◆ **About this exercise**:
Transcribe the records below exactly as written, from the opening line through the line that contains "x=895 y=725".

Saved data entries
Content starts
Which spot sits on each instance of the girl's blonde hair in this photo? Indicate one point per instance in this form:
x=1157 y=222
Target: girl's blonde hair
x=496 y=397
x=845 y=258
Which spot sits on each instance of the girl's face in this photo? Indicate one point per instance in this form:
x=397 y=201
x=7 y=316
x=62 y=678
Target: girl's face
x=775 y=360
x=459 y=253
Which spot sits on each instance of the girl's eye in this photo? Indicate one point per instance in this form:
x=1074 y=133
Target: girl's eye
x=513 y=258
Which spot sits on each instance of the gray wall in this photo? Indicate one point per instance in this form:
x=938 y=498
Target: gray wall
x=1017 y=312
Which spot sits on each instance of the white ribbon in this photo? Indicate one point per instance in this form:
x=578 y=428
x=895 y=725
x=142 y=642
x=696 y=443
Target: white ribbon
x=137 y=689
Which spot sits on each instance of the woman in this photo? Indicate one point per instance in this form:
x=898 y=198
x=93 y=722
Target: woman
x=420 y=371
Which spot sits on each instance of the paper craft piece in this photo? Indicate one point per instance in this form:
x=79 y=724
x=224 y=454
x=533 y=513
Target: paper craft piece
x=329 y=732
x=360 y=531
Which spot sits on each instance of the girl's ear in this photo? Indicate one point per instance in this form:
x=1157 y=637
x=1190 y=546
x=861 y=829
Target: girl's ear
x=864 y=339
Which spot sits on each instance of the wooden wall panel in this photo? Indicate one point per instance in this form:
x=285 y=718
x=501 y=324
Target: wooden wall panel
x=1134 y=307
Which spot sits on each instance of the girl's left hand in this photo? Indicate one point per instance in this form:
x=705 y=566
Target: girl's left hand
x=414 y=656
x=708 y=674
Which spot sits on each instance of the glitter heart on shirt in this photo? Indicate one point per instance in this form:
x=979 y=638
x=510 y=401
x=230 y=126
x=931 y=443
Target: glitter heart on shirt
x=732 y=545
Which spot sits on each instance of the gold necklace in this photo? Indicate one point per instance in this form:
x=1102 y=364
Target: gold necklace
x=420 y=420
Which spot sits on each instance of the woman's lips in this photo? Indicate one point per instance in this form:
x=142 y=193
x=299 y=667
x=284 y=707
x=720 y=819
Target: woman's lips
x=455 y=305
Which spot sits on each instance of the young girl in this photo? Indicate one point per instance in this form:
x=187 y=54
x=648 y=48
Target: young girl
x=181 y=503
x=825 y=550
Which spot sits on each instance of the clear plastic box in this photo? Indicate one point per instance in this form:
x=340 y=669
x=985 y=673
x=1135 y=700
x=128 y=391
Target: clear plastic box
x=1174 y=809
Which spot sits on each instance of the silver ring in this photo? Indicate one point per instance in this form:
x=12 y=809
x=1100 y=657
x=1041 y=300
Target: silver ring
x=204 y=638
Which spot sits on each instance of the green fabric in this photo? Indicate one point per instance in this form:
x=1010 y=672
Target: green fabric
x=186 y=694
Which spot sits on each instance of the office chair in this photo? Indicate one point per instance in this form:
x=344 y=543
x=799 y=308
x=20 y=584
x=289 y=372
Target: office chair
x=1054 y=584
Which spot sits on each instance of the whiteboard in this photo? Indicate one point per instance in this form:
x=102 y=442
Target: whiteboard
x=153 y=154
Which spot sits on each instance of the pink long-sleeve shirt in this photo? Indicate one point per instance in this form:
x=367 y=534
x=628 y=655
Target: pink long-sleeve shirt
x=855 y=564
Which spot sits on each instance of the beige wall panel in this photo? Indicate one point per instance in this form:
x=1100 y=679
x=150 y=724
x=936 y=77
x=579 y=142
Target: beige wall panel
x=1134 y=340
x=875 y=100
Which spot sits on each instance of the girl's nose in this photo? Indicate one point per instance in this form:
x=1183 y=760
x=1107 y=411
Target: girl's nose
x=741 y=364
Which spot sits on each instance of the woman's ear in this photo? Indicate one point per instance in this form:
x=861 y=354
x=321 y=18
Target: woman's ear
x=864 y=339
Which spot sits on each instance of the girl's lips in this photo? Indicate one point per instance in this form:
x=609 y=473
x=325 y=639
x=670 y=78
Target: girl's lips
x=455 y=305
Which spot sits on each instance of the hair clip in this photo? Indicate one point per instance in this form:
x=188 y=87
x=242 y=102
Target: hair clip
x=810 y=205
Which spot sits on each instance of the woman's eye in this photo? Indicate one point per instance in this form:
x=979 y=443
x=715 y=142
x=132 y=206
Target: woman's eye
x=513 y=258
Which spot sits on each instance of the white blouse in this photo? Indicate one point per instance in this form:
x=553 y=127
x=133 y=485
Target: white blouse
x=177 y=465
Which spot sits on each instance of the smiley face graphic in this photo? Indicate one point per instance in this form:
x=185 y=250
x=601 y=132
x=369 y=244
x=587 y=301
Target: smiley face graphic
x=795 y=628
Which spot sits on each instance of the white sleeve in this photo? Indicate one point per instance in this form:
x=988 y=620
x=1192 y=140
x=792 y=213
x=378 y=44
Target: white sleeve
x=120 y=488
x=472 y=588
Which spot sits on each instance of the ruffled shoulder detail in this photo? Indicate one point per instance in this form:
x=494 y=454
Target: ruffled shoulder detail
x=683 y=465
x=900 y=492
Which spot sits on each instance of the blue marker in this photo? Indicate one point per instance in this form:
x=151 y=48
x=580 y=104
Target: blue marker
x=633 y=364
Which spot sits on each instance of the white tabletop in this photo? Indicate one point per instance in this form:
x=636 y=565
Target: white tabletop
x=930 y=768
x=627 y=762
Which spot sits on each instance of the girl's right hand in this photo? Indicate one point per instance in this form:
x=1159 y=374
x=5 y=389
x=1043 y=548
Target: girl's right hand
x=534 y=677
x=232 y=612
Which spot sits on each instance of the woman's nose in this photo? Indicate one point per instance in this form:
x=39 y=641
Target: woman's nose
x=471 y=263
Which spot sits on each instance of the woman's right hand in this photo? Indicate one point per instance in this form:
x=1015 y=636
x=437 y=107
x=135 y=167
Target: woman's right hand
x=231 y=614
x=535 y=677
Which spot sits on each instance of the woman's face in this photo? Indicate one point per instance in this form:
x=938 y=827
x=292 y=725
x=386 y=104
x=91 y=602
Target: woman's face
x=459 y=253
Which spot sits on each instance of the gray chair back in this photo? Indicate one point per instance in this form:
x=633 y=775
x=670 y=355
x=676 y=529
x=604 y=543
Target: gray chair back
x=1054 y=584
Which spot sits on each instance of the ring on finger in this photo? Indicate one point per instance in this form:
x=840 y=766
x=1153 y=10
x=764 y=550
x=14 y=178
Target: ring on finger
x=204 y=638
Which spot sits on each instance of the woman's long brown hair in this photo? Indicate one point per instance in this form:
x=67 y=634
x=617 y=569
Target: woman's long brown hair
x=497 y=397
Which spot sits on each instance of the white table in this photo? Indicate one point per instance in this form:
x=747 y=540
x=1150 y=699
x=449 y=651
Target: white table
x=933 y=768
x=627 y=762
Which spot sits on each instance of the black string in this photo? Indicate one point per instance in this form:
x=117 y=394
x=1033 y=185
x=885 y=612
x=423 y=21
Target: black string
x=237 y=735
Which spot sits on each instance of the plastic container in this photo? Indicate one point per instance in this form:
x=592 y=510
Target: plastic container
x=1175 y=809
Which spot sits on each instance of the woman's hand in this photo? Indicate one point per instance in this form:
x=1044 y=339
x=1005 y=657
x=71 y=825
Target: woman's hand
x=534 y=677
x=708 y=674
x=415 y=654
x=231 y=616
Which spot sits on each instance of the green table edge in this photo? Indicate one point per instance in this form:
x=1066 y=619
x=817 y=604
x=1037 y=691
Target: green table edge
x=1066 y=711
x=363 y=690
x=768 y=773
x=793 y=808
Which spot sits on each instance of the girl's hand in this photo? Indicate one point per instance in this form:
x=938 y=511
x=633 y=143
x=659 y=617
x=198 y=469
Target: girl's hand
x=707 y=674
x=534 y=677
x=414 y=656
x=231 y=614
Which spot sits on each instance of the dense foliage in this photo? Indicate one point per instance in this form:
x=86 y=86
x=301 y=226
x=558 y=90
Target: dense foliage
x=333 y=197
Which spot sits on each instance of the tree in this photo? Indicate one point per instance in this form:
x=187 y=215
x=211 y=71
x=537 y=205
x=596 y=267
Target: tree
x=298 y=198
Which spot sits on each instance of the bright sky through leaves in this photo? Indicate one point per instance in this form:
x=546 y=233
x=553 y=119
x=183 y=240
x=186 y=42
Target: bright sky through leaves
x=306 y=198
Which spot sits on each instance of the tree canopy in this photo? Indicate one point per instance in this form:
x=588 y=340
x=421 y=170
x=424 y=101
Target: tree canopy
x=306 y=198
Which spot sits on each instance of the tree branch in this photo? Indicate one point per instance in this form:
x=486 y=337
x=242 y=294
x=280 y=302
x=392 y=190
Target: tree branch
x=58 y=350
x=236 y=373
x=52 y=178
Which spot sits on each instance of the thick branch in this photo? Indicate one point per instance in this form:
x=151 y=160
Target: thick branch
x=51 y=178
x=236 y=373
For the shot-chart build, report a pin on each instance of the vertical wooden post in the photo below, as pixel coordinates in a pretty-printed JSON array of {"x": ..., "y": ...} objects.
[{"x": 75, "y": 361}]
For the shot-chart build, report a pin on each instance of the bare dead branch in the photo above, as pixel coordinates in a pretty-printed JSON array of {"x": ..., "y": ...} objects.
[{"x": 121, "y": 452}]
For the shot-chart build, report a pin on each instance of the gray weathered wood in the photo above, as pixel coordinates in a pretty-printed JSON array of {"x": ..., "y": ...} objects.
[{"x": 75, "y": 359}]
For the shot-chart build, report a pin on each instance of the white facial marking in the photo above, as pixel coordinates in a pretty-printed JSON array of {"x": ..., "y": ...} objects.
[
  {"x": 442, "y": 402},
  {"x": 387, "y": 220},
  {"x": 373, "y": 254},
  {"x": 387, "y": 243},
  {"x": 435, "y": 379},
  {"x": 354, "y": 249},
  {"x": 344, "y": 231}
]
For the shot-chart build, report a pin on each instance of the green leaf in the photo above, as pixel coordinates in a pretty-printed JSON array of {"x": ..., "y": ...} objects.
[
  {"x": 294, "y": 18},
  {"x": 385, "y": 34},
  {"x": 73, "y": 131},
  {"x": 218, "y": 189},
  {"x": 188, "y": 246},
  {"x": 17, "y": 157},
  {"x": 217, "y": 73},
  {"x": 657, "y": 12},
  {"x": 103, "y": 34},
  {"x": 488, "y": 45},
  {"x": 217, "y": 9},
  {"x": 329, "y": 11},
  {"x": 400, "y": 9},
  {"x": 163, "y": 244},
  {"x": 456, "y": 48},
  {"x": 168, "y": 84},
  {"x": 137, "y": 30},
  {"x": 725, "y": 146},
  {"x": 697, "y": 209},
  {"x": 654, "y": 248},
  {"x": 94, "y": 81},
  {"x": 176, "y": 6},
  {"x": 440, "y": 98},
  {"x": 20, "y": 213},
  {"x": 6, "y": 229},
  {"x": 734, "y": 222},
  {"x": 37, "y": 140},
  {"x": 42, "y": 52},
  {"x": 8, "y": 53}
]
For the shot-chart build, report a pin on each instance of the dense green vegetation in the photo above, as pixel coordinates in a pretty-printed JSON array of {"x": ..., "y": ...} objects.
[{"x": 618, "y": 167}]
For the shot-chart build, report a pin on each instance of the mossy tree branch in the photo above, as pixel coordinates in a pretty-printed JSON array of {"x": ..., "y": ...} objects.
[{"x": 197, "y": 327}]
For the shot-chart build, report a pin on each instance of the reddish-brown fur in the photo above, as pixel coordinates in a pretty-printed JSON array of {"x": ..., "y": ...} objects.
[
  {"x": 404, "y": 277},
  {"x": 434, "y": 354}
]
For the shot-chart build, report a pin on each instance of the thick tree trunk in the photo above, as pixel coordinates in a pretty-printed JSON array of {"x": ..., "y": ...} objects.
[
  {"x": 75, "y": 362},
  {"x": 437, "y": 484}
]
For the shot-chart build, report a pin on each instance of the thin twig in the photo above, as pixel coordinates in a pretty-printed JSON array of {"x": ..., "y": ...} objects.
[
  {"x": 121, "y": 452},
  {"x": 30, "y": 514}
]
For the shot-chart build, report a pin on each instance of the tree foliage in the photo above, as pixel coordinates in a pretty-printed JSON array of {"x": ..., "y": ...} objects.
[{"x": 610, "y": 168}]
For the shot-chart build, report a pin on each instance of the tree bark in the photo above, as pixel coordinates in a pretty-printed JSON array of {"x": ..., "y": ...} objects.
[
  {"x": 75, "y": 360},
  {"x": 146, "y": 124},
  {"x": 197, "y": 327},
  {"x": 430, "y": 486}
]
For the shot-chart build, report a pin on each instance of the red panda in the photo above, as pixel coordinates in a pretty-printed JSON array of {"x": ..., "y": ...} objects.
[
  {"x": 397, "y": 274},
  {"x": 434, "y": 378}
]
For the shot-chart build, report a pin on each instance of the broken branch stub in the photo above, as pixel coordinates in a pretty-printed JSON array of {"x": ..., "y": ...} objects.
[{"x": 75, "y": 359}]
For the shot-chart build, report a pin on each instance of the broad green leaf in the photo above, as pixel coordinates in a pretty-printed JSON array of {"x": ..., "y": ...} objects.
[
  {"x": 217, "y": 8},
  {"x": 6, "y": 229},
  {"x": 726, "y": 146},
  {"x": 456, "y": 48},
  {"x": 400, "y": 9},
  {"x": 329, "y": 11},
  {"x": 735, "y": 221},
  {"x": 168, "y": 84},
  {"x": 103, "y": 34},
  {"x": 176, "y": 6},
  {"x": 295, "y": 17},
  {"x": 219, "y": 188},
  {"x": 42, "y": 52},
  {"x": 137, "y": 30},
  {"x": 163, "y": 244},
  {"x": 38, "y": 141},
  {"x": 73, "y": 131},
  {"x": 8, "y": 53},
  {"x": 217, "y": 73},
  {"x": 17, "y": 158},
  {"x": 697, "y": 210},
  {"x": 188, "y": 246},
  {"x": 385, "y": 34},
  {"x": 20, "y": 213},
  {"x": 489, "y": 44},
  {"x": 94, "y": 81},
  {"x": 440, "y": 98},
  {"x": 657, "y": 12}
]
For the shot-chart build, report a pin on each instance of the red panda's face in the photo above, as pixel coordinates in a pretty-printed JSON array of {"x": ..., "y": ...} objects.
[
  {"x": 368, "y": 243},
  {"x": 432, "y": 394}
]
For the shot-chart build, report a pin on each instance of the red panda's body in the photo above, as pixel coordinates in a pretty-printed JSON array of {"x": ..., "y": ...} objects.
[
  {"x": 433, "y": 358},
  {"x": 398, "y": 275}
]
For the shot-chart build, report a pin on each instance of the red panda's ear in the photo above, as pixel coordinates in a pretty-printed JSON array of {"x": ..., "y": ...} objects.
Content ends
◆ **Expected answer**:
Which spot sits on each instance of the girl's blonde hair in this photo? Indicate one point per instance in this form:
x=1157 y=222
Target: girl's blonde hair
x=496 y=397
x=845 y=258
Which spot sits on each instance of the girl's face in this photo? Indicate one point per instance in this form:
x=397 y=201
x=7 y=316
x=62 y=678
Target: girl's face
x=775 y=360
x=459 y=253
Which spot sits on each instance of the girl's eye in this photo? Indicate one point per instance in this form:
x=1074 y=133
Target: girl's eye
x=513 y=258
Which spot sits on each instance of the gray wall in this photo? Indicate one point per instance in this form:
x=938 y=498
Target: gray wall
x=1017 y=312
Which spot sits on each instance of the white ribbon in this photo? Indicate one point per instance in this form:
x=578 y=428
x=895 y=725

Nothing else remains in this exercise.